Tom Nickoloff, Jim Manatt
Providence Technologies Inc.
Roswell, N.M.
Rugged terrain in the Masila Block of Yemen includes plateaus and wadis with elevation changes as great as 900 ft. This village is in Wadi Sunah. The difficult surface conditions create problems similar to those seismic survey designers face in the Val Verde basin, a view of which appears on the magazine cover (Fig. 1).
Difficult areas for exploration present opportunity to see what has not been seen before, make new plays, and find new reserves by solving signal-to-noise, imaging, sampling, and logistical problems. Problem-solving in difficult areas tends to focus upon deriving incremental benefits achieved through compartmentalization of the process and sometimes through rethinking of the fundamentals.

Breakthroughs, in the seismic sense, are seldom the result of a single step or parameter and are more often the result of a well-calibrated and complete process, from planning through final processing. While we continue to seek the dramatic breakthroughs, seismic imaging advancements in difficult areas more typically come little-by-little.

Problems

An initial step towards compartmentalizing problems associated with difficult areas is to characterize subsurface versus surface/near-surface difficulties. Subsurface challenges-complex geologies like overthrusts or subsalt structures, for example-are generally characterized by distorted seismic signal travel paths and can be found onshore and offshore in relatively equal abundance.
================================
**Problem requirements**
Quote the stretch of the seismic article from "Difficult areas for" through "of the fundamentals.". The lines after the seismic article are separate material.
================================
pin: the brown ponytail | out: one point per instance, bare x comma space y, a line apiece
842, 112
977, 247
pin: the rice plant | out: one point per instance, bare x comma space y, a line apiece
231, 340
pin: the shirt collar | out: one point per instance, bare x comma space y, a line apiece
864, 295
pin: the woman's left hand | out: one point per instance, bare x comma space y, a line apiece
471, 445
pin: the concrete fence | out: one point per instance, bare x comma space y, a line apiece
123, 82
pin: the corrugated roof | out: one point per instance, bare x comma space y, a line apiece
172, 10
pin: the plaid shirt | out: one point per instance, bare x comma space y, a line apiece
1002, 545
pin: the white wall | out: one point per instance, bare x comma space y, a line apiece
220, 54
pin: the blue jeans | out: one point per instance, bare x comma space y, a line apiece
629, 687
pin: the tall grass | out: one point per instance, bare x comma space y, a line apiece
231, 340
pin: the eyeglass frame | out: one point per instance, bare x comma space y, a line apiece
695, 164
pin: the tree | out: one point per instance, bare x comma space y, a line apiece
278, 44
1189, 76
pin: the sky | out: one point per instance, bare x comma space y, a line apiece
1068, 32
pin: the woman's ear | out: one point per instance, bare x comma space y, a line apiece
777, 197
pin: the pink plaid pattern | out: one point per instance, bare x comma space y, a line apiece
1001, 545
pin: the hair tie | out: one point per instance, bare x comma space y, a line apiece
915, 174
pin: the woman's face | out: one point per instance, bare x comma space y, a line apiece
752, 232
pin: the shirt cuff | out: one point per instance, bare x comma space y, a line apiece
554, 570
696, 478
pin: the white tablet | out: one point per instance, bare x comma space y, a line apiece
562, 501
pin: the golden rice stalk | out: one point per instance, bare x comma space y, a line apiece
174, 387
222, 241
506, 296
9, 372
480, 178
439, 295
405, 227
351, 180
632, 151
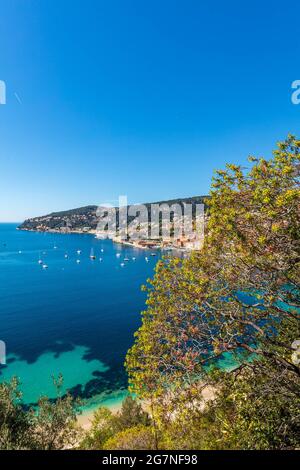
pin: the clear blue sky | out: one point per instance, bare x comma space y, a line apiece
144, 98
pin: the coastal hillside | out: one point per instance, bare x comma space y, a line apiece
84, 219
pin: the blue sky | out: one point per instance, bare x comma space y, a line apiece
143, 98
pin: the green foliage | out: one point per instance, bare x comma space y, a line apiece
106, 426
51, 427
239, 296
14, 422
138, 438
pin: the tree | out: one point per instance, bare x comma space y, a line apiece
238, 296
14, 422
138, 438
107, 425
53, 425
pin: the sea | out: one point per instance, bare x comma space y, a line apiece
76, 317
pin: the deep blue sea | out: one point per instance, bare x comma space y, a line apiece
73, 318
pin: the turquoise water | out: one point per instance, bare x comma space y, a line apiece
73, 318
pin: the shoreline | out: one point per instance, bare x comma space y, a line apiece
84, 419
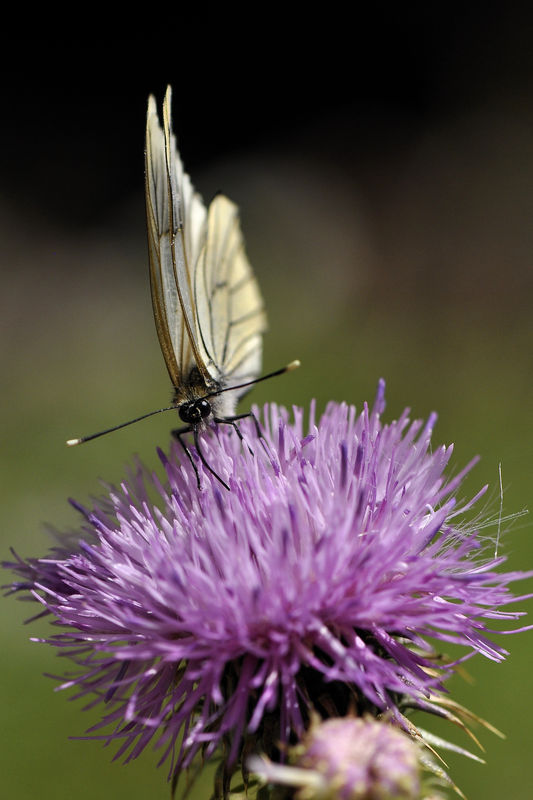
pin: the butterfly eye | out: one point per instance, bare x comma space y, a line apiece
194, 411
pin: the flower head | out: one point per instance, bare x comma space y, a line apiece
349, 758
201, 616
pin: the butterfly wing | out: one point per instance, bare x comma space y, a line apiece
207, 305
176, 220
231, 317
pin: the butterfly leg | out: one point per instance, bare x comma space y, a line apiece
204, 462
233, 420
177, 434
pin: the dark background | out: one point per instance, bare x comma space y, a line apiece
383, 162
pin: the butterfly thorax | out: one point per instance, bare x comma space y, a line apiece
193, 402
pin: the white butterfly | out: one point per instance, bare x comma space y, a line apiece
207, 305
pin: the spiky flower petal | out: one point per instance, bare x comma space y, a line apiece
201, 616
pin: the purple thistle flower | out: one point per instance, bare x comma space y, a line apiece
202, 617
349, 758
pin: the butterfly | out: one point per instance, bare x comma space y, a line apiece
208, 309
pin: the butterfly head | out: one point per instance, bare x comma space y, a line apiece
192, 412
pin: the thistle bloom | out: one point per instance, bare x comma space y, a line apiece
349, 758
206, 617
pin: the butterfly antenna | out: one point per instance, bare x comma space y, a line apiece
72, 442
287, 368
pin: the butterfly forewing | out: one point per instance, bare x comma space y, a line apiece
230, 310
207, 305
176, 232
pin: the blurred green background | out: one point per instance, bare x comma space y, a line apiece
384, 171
================================
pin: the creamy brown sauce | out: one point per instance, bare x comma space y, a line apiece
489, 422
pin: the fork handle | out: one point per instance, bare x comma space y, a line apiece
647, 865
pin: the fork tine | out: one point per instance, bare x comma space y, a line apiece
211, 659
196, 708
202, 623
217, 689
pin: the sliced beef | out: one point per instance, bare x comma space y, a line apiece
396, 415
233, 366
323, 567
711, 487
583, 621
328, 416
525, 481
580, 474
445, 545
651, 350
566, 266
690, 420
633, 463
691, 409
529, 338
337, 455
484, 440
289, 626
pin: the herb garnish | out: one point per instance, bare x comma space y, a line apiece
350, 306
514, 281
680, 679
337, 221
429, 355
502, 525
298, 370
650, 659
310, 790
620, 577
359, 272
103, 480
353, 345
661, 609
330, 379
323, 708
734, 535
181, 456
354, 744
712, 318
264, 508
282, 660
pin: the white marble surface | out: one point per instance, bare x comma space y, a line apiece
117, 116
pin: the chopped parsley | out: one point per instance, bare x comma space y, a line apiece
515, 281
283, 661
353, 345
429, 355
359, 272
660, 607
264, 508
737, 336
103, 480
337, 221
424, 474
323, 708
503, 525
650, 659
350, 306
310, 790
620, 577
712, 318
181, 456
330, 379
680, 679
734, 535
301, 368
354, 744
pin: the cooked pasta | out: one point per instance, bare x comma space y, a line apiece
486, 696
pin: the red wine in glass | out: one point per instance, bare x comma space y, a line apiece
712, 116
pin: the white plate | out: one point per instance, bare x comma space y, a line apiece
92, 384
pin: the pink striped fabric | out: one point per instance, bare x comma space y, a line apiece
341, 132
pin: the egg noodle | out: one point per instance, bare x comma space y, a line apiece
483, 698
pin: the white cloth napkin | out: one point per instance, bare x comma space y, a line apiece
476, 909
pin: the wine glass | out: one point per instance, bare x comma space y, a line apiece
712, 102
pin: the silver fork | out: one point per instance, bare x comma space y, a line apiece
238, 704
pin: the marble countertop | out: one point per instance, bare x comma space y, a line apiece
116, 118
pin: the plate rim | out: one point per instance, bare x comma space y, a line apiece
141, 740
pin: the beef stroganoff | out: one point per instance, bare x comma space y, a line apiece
================================
**Exercise answer**
Difficult areas for exploration present opportunity to see what has not been seen before, make new plays, and find new reserves by solving signal-to-noise, imaging, sampling, and logistical problems. Problem-solving in difficult areas tends to focus upon deriving incremental benefits achieved through compartmentalization of the process and sometimes through rethinking of the fundamentals.